··· Exercise inputs
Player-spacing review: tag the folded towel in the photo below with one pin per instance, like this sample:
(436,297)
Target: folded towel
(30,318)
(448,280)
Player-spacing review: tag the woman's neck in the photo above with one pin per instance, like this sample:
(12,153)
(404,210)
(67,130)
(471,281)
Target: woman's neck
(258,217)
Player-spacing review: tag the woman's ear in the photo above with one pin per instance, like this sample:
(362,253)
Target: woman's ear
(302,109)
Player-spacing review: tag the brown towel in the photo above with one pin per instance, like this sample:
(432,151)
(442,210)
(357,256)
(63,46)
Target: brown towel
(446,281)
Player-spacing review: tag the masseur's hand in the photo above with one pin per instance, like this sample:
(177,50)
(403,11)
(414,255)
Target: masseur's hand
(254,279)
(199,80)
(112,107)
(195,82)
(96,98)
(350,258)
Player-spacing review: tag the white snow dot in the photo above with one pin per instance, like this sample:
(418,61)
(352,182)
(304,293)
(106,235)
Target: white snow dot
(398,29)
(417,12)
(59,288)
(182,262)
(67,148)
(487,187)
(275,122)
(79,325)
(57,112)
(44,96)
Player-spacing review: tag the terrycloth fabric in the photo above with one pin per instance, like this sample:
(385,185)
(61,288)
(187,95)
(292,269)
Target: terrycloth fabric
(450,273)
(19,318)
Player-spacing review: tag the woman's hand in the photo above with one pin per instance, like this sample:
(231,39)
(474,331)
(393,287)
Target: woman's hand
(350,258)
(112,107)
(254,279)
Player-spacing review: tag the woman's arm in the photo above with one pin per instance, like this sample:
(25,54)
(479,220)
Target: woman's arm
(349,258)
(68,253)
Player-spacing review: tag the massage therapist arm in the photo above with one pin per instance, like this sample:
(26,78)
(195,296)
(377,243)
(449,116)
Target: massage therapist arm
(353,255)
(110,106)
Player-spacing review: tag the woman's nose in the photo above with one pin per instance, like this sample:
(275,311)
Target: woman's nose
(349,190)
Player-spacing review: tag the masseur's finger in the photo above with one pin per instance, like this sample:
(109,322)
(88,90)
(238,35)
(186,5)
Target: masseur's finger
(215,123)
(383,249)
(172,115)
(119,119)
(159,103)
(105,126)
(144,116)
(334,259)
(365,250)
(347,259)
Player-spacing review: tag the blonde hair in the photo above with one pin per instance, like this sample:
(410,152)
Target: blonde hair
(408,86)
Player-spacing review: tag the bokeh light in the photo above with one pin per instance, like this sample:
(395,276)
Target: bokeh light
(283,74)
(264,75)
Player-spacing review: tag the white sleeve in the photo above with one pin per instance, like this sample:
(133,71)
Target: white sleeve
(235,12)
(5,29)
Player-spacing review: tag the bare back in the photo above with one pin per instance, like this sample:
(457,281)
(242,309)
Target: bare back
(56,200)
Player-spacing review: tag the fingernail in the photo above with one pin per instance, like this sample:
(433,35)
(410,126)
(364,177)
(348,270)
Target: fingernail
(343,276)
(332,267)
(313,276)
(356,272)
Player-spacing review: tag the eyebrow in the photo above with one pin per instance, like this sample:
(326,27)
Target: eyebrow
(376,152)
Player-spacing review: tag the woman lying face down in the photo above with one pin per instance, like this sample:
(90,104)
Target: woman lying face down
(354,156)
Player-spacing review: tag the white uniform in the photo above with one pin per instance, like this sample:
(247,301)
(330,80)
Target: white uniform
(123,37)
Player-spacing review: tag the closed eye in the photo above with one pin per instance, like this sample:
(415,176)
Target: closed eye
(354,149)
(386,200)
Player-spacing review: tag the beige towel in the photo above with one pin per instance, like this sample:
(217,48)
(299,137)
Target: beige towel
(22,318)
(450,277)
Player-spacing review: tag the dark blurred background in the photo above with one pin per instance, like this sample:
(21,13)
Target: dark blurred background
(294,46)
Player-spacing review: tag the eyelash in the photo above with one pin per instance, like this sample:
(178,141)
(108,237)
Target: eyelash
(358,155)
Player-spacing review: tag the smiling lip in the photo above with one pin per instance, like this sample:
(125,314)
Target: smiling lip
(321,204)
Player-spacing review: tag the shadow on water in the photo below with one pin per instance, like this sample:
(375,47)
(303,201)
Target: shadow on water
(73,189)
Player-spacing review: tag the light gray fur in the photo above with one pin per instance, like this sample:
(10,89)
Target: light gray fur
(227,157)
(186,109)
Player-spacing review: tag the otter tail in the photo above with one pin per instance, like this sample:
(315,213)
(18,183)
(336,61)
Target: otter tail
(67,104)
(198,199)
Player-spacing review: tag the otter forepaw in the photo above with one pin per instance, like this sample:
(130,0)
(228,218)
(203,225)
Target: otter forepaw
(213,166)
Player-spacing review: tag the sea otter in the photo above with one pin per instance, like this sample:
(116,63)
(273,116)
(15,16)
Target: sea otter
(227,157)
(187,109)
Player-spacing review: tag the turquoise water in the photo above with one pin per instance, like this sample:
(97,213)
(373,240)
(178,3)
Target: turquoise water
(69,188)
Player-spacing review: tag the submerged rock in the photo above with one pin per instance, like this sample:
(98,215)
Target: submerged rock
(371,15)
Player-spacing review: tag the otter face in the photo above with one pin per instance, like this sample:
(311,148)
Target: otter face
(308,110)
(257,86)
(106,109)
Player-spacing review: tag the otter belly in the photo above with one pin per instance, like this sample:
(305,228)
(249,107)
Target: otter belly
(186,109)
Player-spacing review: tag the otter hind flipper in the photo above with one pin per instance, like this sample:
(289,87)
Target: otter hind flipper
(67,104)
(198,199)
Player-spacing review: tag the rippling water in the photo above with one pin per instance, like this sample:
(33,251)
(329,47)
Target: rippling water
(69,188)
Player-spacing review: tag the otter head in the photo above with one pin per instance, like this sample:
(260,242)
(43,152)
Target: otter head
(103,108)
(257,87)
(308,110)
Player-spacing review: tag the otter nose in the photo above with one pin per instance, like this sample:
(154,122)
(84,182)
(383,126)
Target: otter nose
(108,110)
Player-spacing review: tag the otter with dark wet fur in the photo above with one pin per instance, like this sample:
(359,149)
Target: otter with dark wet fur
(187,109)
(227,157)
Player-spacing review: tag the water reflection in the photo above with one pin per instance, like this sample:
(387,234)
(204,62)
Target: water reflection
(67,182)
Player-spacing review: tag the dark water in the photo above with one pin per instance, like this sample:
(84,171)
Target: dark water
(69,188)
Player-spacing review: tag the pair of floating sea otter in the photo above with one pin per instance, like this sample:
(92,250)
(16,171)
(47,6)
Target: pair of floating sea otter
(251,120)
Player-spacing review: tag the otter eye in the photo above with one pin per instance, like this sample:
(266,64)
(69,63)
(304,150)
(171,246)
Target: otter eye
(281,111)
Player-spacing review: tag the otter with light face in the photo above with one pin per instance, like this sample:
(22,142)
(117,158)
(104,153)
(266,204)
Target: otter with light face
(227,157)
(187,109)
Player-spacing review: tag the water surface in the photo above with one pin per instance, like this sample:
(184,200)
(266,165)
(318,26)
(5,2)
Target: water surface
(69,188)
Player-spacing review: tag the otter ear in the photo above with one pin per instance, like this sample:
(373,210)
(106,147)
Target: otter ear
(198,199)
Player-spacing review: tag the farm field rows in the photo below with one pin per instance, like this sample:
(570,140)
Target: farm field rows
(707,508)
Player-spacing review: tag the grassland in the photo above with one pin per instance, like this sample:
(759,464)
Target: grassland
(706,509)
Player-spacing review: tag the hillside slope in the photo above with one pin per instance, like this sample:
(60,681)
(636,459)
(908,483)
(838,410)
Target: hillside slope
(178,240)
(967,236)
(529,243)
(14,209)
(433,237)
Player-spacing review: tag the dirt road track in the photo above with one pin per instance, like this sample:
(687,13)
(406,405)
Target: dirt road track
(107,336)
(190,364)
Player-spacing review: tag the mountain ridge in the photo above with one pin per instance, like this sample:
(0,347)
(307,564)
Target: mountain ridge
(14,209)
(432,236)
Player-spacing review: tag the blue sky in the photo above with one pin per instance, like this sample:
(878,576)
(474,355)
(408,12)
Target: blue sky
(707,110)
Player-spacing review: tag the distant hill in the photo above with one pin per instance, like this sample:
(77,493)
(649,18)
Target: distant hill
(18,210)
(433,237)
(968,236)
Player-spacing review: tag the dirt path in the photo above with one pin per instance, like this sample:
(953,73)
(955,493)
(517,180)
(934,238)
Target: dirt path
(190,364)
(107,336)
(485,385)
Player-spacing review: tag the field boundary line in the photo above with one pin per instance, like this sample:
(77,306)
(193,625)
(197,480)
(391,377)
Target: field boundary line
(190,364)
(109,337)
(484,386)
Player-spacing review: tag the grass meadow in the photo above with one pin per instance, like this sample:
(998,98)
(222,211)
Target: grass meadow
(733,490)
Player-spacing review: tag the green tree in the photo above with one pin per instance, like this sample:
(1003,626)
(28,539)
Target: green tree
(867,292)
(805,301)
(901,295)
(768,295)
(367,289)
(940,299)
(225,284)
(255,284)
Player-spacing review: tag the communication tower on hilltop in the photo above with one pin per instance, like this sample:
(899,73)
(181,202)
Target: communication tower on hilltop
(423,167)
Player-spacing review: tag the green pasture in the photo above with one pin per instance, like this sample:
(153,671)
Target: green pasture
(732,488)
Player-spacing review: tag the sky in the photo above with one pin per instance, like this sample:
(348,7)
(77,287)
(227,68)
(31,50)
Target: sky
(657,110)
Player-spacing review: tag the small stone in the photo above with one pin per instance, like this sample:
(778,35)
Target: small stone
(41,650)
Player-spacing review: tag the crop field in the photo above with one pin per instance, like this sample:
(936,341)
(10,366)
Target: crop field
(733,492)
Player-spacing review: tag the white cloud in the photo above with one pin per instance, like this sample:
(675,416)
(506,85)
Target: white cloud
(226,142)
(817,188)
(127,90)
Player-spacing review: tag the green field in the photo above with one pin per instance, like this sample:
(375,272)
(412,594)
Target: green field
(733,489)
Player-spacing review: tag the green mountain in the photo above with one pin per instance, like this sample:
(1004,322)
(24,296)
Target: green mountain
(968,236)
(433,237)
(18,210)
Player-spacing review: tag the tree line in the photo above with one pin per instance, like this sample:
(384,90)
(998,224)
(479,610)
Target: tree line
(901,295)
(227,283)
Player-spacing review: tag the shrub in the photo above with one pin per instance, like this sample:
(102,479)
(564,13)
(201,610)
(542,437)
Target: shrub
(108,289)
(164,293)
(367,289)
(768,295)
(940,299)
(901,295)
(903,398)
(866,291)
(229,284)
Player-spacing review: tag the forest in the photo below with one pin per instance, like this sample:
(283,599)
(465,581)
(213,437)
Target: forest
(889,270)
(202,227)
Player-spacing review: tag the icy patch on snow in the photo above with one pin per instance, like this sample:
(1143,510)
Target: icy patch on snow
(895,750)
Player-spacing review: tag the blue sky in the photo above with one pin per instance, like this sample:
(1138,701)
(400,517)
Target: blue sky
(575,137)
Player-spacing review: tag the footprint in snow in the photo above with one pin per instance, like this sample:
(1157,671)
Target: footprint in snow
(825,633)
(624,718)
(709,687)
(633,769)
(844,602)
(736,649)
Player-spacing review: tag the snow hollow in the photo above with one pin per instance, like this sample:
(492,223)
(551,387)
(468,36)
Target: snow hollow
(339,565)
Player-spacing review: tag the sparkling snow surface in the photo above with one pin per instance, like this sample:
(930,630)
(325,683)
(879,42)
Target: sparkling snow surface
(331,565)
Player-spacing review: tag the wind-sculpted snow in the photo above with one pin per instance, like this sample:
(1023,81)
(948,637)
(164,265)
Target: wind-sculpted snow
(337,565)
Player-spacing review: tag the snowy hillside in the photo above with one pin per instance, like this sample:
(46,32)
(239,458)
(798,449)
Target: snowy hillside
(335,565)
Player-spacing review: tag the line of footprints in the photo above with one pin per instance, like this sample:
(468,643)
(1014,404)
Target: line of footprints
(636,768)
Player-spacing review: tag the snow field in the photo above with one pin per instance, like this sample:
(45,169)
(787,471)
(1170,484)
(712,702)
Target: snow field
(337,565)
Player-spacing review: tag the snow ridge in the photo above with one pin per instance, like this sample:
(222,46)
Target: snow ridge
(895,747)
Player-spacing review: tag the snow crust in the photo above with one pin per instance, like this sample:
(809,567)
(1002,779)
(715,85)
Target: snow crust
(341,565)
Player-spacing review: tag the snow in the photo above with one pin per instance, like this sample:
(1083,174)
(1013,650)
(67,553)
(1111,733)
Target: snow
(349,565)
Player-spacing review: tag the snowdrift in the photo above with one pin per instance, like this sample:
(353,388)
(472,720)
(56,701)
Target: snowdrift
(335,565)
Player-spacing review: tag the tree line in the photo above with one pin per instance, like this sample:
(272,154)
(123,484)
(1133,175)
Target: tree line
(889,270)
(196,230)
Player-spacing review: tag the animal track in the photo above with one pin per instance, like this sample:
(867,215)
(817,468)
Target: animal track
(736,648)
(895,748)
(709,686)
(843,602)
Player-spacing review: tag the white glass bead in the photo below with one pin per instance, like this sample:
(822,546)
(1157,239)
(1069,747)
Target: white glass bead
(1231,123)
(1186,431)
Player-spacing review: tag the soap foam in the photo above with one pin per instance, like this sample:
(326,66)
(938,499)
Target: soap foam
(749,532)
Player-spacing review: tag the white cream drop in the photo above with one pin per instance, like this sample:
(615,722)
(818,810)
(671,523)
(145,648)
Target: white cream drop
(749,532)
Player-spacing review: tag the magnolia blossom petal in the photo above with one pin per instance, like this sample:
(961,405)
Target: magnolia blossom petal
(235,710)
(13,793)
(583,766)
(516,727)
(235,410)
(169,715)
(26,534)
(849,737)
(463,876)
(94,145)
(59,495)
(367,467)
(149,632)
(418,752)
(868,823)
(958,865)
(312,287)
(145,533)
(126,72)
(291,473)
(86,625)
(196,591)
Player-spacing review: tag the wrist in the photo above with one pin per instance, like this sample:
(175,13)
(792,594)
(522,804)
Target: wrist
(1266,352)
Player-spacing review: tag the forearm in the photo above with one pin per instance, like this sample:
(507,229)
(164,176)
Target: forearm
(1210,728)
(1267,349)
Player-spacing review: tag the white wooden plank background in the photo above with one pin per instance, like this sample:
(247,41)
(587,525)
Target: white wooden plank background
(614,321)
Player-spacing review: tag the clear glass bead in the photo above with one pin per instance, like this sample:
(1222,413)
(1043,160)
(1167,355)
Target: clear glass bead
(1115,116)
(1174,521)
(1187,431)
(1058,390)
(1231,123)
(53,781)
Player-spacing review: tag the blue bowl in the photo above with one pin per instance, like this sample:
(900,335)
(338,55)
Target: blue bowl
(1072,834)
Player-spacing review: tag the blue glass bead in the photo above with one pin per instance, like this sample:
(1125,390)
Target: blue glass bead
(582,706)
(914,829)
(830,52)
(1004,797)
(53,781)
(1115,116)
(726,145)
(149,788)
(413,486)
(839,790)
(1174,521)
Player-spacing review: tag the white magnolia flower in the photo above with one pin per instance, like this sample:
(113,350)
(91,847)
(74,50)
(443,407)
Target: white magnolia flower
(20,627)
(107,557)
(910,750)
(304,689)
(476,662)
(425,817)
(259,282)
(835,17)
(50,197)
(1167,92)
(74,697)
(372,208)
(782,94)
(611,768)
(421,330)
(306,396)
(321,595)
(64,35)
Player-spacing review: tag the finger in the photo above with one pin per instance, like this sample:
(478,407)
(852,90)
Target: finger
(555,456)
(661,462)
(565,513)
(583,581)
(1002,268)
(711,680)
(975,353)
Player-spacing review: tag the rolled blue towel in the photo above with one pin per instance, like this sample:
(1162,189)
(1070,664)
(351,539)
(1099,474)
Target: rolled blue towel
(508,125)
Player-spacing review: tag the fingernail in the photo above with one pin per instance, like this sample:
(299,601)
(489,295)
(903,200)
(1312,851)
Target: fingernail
······
Starting with the line containing "Player-spacing review: tag the white magnolia" and going on through the end of the records, write those lines out again, requests included. Add 34 to every number in the answer pin coordinates, and leave the sample coordinates in the requests as they are.

Result of this exercise:
Player-spacing review: tag the white magnolia flower in the photo above with one pin per instance, like this sample:
(113,350)
(91,847)
(74,50)
(443,407)
Target: white magnolia flower
(54,661)
(141,591)
(944,784)
(338,723)
(510,696)
(459,851)
(293,316)
(869,51)
(84,231)
(1201,126)
(108,731)
(406,242)
(816,128)
(645,802)
(455,364)
(340,430)
(355,629)
(98,69)
Player-spacing review: tag the finger in the photo above with one pin per instance, like this sample:
(478,407)
(852,90)
Target: finger
(589,490)
(695,496)
(599,547)
(617,615)
(1036,302)
(745,714)
(1009,387)
Player-spacing review: tag the rolled blue towel in the photo above with one pin per instance, like this sample:
(1162,189)
(1070,664)
(351,539)
(1099,474)
Target: rolled blue towel
(542,159)
Player-spacing review: tag the fingernail in the photo above with one pin per instance, like this sample:
(299,601)
(489,295)
(903,200)
(1312,851)
Target: fingernail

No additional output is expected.